• **DATA FOR THIS EXERCISE**
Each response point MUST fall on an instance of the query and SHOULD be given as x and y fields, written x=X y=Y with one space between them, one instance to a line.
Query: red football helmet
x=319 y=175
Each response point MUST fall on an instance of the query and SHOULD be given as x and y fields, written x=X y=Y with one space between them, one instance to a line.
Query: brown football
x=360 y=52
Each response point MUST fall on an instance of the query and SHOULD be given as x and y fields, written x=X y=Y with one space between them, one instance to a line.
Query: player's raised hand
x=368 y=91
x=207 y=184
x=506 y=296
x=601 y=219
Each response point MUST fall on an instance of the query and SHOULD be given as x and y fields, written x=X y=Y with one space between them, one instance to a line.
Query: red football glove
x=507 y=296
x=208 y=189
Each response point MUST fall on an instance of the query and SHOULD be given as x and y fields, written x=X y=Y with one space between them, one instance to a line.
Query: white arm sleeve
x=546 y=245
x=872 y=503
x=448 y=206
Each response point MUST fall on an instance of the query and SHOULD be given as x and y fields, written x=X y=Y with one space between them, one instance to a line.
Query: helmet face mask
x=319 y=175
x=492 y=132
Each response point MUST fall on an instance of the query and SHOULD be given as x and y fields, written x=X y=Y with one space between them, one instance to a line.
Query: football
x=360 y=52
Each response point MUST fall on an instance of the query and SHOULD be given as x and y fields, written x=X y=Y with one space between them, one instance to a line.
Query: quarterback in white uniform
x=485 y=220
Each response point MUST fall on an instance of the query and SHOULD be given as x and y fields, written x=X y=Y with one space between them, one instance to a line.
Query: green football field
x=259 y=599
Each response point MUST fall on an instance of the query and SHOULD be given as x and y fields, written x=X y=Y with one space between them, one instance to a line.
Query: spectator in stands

• **WHAT YOU NEED TO DO**
Put the lines above, from the first one through the line containing "x=259 y=599", into a numbered list, leaving out any blank lines.

• **RESULT BELOW**
1. Each response point MUST fall on an instance of the query and SHOULD be given as x and y fields, written x=X y=Y with one space between them, one instance to a line.
2. Query: red football helmet
3. x=319 y=175
4. Each response point MUST fall on an instance of the query and SHOULD be given as x and y fields, written x=X y=Y with one space between them, one instance to a line.
5. Query: brown football
6. x=360 y=52
7. Each response point MUST fall on an instance of the query and SHOULD be given as x and y fields, written x=X y=Y with one space between them, one instance to a line.
8. Query: player's raised hand
9. x=368 y=91
10. x=207 y=184
11. x=506 y=296
12. x=601 y=219
13. Each response point MUST fall on an instance of the query and SHOULD be given as x and y fields, written x=X y=Y with one space between them, one instance to a line.
14. Query: red football glove
15. x=507 y=296
16. x=208 y=189
17. Each response point MUST fall on an instance of the query and SHOULD be given as x and y fields, written x=X y=Y with one space between them, one instance to a line.
18. Query: white arm sleeve
19. x=546 y=245
20. x=872 y=503
21. x=448 y=206
22. Each response point MUST fall on an instance of the query and SHOULD be given as x and y fields, written x=X y=Y with one space between them, one instance to a line.
23. Query: helmet face mask
24. x=319 y=175
25. x=492 y=132
26. Each response point MUST fall on an instance of the query and SHOULD be given as x and y fields, written x=X y=Y with one space between them, one instance to a line.
27. Query: football
28. x=360 y=52
29. Each response point MUST fall on an instance of the query and SHOULD be given as x and y fields, written x=X y=Y with one space between them, one instance to a line.
30. Query: quarterback in white uniform
31. x=485 y=220
32. Each response point MUST fall on an instance of the query and SHOULD be given as x and y fields, written x=X y=Y with one space between them, one instance to a line.
33. Query: green football field
34. x=259 y=599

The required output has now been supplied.